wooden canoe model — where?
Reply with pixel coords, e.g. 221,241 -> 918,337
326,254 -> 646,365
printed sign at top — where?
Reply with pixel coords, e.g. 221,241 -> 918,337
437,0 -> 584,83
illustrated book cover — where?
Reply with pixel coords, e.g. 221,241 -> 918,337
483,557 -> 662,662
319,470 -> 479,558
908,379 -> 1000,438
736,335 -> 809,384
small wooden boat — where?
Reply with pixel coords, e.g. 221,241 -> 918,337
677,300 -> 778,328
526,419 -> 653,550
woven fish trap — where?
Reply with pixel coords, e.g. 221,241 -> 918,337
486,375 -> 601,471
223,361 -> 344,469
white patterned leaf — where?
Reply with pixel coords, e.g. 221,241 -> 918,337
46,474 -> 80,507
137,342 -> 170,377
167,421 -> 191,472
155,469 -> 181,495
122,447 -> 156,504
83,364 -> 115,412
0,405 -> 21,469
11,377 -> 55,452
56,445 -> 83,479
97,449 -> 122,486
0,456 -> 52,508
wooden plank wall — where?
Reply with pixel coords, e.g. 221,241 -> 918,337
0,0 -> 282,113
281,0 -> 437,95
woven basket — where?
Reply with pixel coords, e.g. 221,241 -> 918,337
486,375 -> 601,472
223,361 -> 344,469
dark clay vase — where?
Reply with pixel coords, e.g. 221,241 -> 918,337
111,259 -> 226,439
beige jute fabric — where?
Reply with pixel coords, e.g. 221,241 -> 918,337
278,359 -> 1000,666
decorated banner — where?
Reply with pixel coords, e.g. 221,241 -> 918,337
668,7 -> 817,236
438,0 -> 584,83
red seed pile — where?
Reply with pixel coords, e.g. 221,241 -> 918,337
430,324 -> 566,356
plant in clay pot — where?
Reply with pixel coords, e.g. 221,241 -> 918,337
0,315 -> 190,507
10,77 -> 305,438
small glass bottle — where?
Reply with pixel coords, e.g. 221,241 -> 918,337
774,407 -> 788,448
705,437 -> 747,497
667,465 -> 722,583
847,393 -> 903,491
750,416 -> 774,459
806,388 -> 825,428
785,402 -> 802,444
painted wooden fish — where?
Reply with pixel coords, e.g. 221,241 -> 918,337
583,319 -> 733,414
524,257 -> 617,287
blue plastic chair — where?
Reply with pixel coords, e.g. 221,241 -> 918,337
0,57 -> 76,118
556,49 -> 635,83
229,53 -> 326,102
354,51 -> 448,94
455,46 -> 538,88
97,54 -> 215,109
........
Directions for this task - Rewrite every line from the one containing "blue plastic chair — where?" through the end of the records, requests included, and shift each pixel coordinate in the answers up by 18.

Completed task -
blue plastic chair — where?
Reply with pixel coords, e.g. 221,241 -> 918,337
18,75 -> 94,136
574,67 -> 653,101
247,71 -> 344,120
372,69 -> 466,112
473,64 -> 556,106
115,72 -> 233,127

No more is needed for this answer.